*** Opening of SOURCE DATA ***

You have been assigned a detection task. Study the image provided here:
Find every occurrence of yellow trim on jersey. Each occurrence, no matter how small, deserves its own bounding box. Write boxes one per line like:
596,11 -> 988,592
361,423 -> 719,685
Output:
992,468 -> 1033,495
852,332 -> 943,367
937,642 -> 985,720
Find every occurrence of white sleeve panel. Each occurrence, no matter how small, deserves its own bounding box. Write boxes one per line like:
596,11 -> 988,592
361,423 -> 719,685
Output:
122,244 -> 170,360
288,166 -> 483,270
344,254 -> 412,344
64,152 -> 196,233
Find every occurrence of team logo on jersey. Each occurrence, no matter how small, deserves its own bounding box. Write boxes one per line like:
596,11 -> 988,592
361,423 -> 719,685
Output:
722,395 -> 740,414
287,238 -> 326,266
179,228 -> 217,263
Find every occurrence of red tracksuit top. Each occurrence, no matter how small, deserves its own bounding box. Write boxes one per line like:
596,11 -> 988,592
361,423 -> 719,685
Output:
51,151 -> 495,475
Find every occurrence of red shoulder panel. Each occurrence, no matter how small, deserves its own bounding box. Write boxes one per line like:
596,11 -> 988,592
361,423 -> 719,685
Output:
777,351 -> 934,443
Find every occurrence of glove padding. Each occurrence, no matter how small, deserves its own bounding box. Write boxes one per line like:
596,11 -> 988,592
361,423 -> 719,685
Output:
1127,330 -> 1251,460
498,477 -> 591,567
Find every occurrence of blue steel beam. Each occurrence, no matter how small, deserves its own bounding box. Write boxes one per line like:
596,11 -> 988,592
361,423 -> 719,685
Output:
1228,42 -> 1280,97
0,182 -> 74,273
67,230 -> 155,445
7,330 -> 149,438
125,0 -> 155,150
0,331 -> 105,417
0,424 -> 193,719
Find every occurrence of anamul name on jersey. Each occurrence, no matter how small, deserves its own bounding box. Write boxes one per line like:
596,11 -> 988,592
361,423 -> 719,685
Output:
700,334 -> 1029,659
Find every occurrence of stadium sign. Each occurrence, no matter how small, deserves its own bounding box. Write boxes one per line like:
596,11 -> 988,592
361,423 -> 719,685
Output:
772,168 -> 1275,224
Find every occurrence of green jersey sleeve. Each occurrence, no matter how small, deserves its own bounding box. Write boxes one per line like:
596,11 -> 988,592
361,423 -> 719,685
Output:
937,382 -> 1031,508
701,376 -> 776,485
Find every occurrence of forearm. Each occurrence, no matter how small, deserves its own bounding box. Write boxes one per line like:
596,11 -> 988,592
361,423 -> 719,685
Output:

*** Close of SOURCE DATA ***

PROBLEM:
Write the data out again, verbatim.

OUTPUT FOR THIS TASK:
You have been assigned a detection task. Study the image provided here:
Find every occurrence of yellow trim on jersey. Each occurrence, no matter how small, deserves its own bounding box. Write boxes one per line like:
596,11 -> 988,592
361,423 -> 719,685
Output:
992,468 -> 1033,495
852,332 -> 943,367
937,642 -> 985,720
Find every occurrence of white sleeve panel. Each occurrence, no matter how small, deserves its own bounding box. Write boxes one per line like:
596,11 -> 988,592
361,423 -> 719,685
Output:
122,244 -> 170,360
288,166 -> 483,270
344,254 -> 412,344
64,152 -> 196,233
Find every occurrence of team logo on jersey. Each occurrence, no matter how small, deserves its own bounding box. Write boxes one per line like:
596,11 -> 988,592
361,423 -> 719,685
Output:
722,395 -> 740,414
287,238 -> 326,266
179,228 -> 217,263
Find every occurrence of red tracksuit top. Each occurrence, no matter how small, deserves its own bounding box. Write boxes one per line like:
596,11 -> 988,592
361,423 -> 719,685
Output:
51,151 -> 495,475
Find every occurrence of red shoulder panel. Each occurrence, no matter how small, deserves its own bounding box. Write boxes one per line like:
596,11 -> 988,592
361,423 -> 719,685
Output:
777,351 -> 934,443
Find every occurrence of glove padding. Each occurrence, no matter how small, deserves its own bounding box. Write boxes one per line like:
596,11 -> 988,592
361,423 -> 719,685
Output:
1127,330 -> 1251,460
498,477 -> 591,567
Find every occurrence of blue steel beam. Each occurrence, no matter how small, deserves its own bounding box. Write boxes one per line like:
596,11 -> 988,592
361,423 -> 719,685
Output:
1228,42 -> 1280,97
0,182 -> 74,273
67,230 -> 155,445
7,330 -> 149,438
125,0 -> 155,150
0,331 -> 105,417
0,424 -> 193,719
Find every occurrence of anamul name on jersey. Each occurrence, no matter how small, deserves its own bounding box. Write boxes one per line like:
596,11 -> 988,592
361,423 -> 719,685
Output:
700,334 -> 1029,659
Find every occurrence of stadium sign. Each occurrence, no matter how small, deserves its own bounding box. Write boxes one per line like:
596,11 -> 988,592
361,423 -> 719,685
Output:
772,168 -> 1275,224
Find every occurrence of green jersey sleeve. Each occurrence, no matter how small, deserves its own bounding box. Write boxes one per line like:
596,11 -> 988,592
361,423 -> 719,685
Output:
937,382 -> 1031,508
701,376 -> 776,485
Find every occurrence of forearm. Each occurrence, no matter how small, deserves its own bounding box. Write boxes one per line like:
596,11 -> 988,592
361,423 -> 719,685
Output:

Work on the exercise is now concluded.